▶ [Given request]
Please output the data below as a numbered list, starting at the line that contains "Where can you find the chair seat" and continuing through the last line of the data, leaving out any blank lines.

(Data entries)
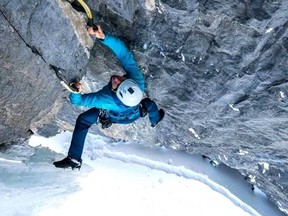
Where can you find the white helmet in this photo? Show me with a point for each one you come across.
(129, 93)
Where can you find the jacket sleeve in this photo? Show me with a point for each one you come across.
(97, 99)
(126, 59)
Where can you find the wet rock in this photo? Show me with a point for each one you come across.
(219, 69)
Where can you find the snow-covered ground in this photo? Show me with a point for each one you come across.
(121, 179)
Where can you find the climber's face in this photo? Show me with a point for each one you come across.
(116, 80)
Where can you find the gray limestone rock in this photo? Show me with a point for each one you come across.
(218, 68)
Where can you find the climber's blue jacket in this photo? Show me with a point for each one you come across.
(106, 98)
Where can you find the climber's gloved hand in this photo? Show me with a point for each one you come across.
(96, 31)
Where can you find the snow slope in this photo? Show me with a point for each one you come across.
(121, 179)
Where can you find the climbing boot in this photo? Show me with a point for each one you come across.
(162, 114)
(68, 162)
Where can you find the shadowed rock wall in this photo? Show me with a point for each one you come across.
(218, 68)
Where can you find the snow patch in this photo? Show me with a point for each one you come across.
(194, 133)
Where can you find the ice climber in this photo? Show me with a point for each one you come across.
(120, 101)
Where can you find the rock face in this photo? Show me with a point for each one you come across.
(219, 69)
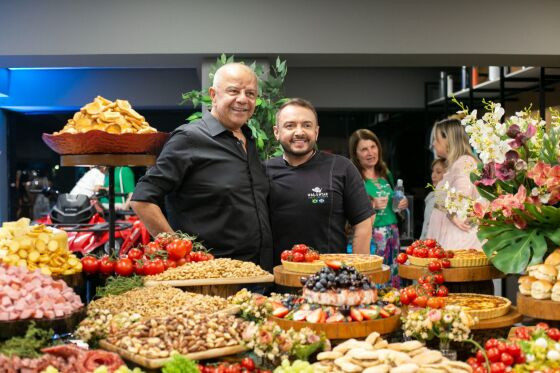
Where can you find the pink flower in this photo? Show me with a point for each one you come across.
(434, 315)
(507, 202)
(539, 173)
(480, 208)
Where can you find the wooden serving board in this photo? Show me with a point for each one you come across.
(292, 279)
(512, 317)
(344, 330)
(158, 363)
(60, 325)
(538, 308)
(212, 281)
(462, 274)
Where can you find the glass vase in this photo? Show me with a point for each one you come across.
(446, 350)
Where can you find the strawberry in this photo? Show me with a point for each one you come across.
(300, 315)
(384, 314)
(337, 317)
(315, 316)
(356, 315)
(369, 314)
(334, 264)
(280, 312)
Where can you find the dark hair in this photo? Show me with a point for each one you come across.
(297, 102)
(364, 134)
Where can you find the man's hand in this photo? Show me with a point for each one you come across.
(362, 237)
(150, 214)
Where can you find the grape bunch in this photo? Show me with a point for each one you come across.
(298, 366)
(334, 279)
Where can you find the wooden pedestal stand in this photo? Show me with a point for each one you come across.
(459, 279)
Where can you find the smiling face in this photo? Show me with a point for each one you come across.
(440, 145)
(297, 131)
(234, 95)
(367, 153)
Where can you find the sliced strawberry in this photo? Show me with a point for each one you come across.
(391, 308)
(337, 317)
(356, 315)
(334, 264)
(315, 316)
(384, 314)
(369, 314)
(280, 312)
(300, 315)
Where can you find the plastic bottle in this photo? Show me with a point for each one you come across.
(398, 195)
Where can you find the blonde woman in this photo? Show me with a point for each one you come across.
(452, 143)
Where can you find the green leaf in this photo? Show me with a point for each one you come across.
(510, 249)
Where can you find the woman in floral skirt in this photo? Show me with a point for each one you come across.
(366, 154)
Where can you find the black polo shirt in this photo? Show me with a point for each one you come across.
(213, 189)
(311, 203)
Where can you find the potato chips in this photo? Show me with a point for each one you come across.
(105, 115)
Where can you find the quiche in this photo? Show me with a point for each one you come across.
(461, 258)
(362, 262)
(480, 305)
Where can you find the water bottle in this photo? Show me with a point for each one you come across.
(398, 195)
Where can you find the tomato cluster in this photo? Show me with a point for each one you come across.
(244, 366)
(300, 253)
(501, 355)
(427, 249)
(167, 251)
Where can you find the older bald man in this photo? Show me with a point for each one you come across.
(210, 176)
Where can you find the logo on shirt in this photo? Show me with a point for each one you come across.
(317, 196)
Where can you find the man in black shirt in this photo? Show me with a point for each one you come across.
(312, 193)
(211, 178)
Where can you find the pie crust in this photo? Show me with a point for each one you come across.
(479, 305)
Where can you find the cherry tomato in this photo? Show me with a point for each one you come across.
(513, 349)
(438, 279)
(151, 248)
(404, 298)
(134, 254)
(430, 243)
(124, 267)
(498, 367)
(286, 255)
(106, 266)
(90, 264)
(169, 263)
(248, 363)
(298, 257)
(420, 301)
(507, 359)
(493, 354)
(434, 266)
(402, 258)
(442, 291)
(410, 250)
(302, 249)
(553, 333)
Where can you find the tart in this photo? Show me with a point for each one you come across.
(361, 262)
(461, 258)
(479, 305)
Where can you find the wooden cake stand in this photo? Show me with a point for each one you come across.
(459, 279)
(293, 279)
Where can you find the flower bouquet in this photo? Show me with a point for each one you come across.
(519, 182)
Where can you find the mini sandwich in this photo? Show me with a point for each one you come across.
(525, 283)
(556, 292)
(545, 272)
(541, 289)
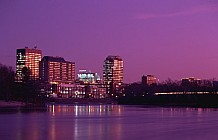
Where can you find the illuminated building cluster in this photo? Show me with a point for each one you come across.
(28, 58)
(56, 70)
(88, 77)
(57, 76)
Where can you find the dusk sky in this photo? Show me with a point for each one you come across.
(166, 38)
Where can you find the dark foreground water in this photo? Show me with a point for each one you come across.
(109, 122)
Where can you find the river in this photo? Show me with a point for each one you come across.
(109, 122)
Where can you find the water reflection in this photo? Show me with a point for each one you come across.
(78, 110)
(97, 122)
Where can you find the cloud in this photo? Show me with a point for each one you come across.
(191, 11)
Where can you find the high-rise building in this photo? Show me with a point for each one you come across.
(113, 73)
(28, 58)
(56, 70)
(88, 77)
(149, 80)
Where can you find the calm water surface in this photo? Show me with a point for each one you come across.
(110, 122)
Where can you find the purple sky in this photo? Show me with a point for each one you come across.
(166, 38)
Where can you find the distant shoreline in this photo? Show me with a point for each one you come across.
(175, 100)
(11, 104)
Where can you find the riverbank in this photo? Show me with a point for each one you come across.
(173, 100)
(11, 104)
(82, 101)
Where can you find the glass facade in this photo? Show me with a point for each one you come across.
(113, 73)
(28, 58)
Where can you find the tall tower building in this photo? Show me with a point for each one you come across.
(113, 73)
(56, 70)
(28, 58)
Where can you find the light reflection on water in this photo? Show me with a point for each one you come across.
(98, 122)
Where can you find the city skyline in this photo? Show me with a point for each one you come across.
(166, 39)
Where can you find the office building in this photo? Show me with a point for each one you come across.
(88, 77)
(113, 73)
(56, 70)
(29, 58)
(149, 80)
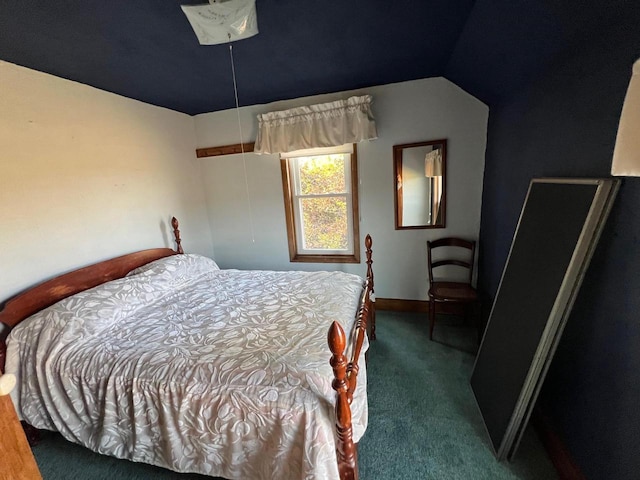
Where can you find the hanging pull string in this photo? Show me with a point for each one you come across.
(244, 162)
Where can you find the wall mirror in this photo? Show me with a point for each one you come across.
(420, 178)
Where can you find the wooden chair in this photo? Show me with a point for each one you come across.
(442, 291)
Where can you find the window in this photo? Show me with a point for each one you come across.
(321, 204)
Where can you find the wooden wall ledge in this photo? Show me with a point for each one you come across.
(225, 150)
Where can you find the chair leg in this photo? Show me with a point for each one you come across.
(432, 317)
(477, 306)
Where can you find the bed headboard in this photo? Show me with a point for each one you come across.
(52, 291)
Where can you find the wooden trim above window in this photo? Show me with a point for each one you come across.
(294, 256)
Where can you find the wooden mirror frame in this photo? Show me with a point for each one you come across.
(398, 190)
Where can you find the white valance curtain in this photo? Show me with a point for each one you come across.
(315, 126)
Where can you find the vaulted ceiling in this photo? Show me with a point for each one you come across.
(146, 49)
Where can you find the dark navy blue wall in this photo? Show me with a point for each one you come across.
(564, 124)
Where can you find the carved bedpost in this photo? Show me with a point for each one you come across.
(176, 234)
(368, 242)
(345, 448)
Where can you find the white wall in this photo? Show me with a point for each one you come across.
(86, 175)
(406, 112)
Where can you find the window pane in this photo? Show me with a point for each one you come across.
(322, 174)
(324, 223)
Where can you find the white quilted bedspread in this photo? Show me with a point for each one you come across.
(193, 368)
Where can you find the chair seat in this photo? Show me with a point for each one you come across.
(452, 292)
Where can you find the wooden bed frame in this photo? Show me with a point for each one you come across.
(345, 370)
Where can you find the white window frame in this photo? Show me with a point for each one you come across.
(293, 197)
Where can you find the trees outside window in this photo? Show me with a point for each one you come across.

▶ [Answer below]
1. Where can you find the chair seat in this photo? Show me with a point for each one you come across.
2. (452, 292)
3. Where can you find the wooden bed frame in this photo? Show me with a point for each one you come across.
4. (345, 370)
5. Where can you find the white window frame in this photo? Show me with a point for each one you come across.
6. (293, 197)
7. Where can you find the trees outside window in this photo? Show me with a point for each one you come across.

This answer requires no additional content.